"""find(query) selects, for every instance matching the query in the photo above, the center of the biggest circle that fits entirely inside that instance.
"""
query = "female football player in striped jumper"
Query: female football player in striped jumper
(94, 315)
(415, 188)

──────────────────────────────

» **Your goal**
Now write the data shown above out again, word for word.

» **Your response**
"""find(query) selects, for every instance matching the query in the photo above, the center of the biggest circle that fits entirely inside that instance.
"""
query = "female football player in striped jumper"
Query: female football player in striped jumper
(94, 315)
(415, 188)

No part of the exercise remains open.